::: EXCERPTED TEXT

For this kind of round-tripping (load-modify-dump) of YAML you should be using ruamel.yaml (disclaimer: I am the author of that package).

If your input is in input.yaml, you can then relatively easily find the name and version under key template and update them:

import sys
import ruamel.yaml

def find_template(d):
    if isinstance(d, list):
        for elem in d:
            x = find_template(elem)
            if x is not None:
                return x
    elif isinstance(d, dict):
        for k in d:
            v = d[k]
            if k == 'template':
                if 'name' in v and 'version' in v:
                    return v
            x = find_template(v)
            if x is not None:
                return x
    return None


yaml = ruamel.yaml.YAML()
# yaml.indent(mapping=4, sequence=4, offset=2)
yaml.preserve_quotes = True

with open('input.yaml') as ifp:
    data = yaml.load(ifp)
template = find_template(data)

::::::
::: GIVEN INFORMATION

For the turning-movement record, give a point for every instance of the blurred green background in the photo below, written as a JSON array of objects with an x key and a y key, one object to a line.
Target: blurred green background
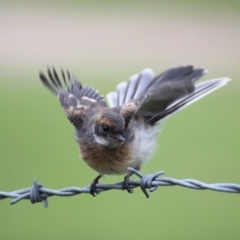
[{"x": 104, "y": 43}]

::::::

### EXERCISE DESCRIPTION
Rewrite the paragraph of the ruamel.yaml excerpt that begins "If your input is in input.yaml" as a short bulleted list, keeping its main facts. The data shown here comes from a separate source.

### ANSWER FOR THE TASK
- The input is in input.yaml.
- The name and version under the key template can be found relatively easily.
- They can then be updated.